Re: How to make warn_alloc() reliable?
On Wed 19-10-16 20:27:53, Tetsuo Handa wrote: [...] > What I'm talking about is "why don't you stop playing whack-a-mole games > with missing warn_alloc() calls". I don't blame you for not having a good > idea, but I blame you for not having a reliable warn_alloc() mechanism. Look, it seems pretty clear that our priorities and viewes are quite different. While I believe that we should solve real issues in a reliable and robust way you seem to love to be have as much reporting as possible. I do agree that reporting is important part of debugging of problems but as your previous attempts for the allocation watchdog show a proper and bullet proof reporting requires state tracking and is in general too complex for something that doesn't happen in most properly configured systems. Maybe there are other ways but my time is better spent on something more useful - like making the direct reclaim path more deterministic without any unbound loops. So let's agree to disagree about importance of the reliability warn_alloc. I see it as an improvement which doesn't really have to be perfect. -- Michal Hocko SUSE Labs
Re: How to make warn_alloc() reliable?

--------------------

Goal of the exercise
In the post above, can you condense the reply paragraph that begins "Look, it seems pretty clear" into a short bulleted list that keeps its main points?

--------------------

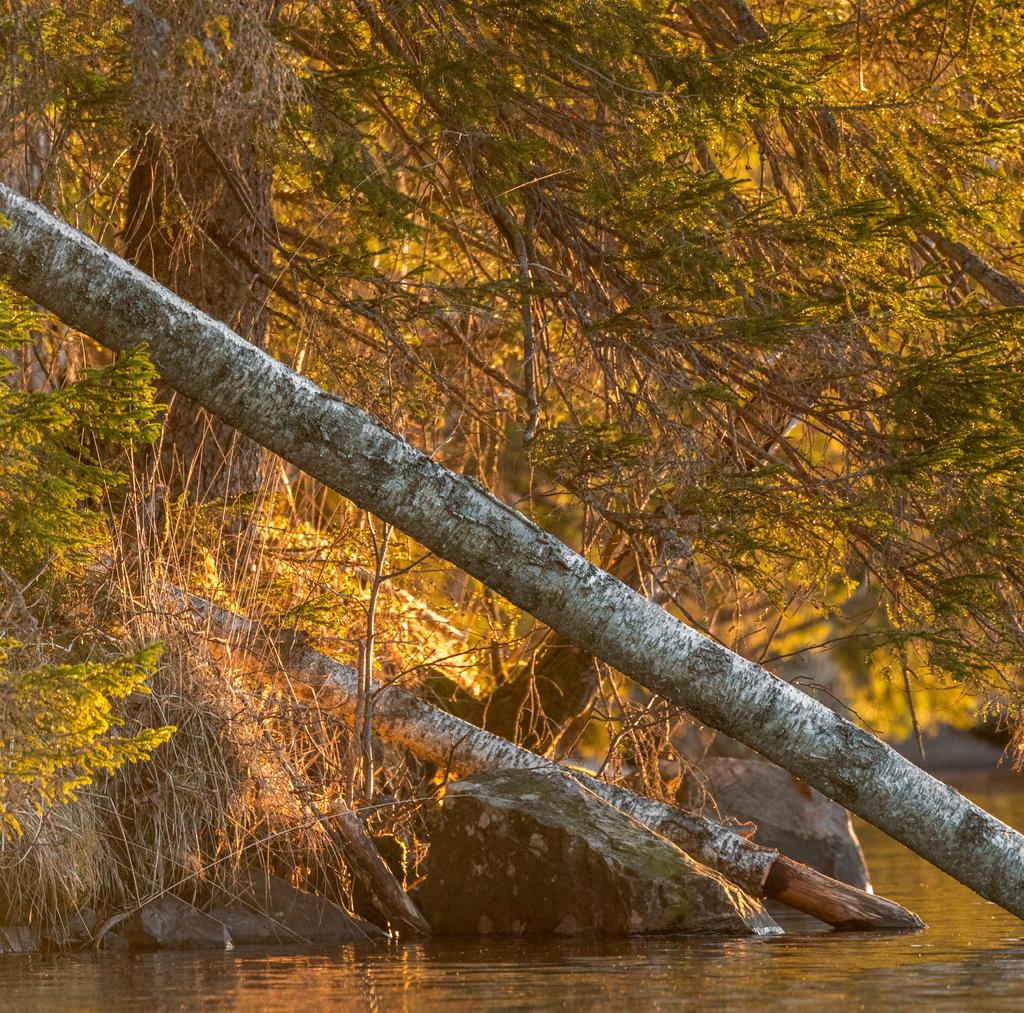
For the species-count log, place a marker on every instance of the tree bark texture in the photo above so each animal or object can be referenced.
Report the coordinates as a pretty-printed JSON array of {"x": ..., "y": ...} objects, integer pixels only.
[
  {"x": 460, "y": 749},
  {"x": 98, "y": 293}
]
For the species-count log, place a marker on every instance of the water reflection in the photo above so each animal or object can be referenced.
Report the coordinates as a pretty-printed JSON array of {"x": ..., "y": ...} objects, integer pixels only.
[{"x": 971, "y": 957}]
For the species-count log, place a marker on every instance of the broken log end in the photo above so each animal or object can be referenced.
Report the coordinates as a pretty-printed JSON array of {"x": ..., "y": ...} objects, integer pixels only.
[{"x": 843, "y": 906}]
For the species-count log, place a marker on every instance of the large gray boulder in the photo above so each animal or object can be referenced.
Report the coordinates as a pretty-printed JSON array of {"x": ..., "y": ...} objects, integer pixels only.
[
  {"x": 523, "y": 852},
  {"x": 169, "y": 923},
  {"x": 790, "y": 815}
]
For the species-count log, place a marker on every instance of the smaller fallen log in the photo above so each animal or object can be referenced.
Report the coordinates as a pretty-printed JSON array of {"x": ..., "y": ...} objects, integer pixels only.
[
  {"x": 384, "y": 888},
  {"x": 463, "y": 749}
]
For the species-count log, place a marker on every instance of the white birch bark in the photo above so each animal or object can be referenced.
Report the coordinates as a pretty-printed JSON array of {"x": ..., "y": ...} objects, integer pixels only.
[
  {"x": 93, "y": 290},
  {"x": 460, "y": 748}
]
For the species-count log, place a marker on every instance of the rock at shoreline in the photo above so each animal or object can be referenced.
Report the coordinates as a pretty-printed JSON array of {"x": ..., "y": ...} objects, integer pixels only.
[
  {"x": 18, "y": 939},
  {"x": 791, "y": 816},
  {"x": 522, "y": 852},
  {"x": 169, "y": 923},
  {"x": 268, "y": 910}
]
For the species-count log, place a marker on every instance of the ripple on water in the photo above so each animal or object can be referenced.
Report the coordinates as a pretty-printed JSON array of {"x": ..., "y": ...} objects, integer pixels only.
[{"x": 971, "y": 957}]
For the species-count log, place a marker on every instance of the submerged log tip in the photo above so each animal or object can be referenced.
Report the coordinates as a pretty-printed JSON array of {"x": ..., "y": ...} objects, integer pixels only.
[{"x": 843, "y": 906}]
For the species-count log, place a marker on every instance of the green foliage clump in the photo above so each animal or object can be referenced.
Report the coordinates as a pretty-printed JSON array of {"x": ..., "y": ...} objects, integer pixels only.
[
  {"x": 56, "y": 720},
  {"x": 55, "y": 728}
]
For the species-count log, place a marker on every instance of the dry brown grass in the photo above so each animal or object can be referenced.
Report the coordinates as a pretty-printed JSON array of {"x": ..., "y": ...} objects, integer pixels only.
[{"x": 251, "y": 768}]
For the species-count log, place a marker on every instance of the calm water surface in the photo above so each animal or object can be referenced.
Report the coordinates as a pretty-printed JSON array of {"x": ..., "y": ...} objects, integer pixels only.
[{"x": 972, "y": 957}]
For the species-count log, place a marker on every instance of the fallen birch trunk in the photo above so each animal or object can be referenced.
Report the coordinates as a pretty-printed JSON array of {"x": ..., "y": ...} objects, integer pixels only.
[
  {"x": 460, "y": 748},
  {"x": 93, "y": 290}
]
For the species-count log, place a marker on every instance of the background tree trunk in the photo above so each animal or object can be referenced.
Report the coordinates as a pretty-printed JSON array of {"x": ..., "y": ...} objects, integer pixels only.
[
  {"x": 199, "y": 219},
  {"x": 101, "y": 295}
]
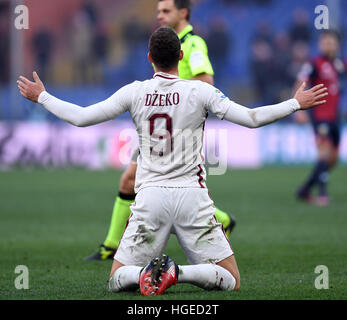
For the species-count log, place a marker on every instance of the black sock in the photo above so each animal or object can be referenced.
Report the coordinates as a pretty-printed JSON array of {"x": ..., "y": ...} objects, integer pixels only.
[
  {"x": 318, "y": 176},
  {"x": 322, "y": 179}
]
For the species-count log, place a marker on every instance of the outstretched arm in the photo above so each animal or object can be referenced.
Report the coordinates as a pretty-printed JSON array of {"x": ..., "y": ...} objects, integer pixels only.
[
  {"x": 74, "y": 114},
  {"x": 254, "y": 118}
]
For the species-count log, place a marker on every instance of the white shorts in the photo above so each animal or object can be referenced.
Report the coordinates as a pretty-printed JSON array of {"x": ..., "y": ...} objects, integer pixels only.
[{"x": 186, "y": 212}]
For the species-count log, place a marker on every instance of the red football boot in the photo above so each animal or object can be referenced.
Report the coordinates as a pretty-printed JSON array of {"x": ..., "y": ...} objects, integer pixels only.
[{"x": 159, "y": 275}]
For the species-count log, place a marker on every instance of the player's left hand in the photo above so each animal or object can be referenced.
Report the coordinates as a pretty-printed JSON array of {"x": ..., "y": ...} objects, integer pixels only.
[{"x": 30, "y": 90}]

--------------------

Task answer
- The writer and Tetsuo Handa have quite different priorities and views.
- The writer wants real issues solved in a reliable, robust way. Tetsuo Handa seems to want as much reporting as possible.
- Reporting is an important part of debugging. However, the earlier allocation watchdog attempts showed that proper, bulletproof reporting requires state tracking. That is generally too complex for something that doesn't happen on most properly configured systems.
- The writer's time is better spent on making the direct reclaim path more deterministic, with no unbound loops.
- The writer proposes agreeing to disagree about how important a reliable warn_alloc is. It is seen as an improvement that doesn't have to be perfect.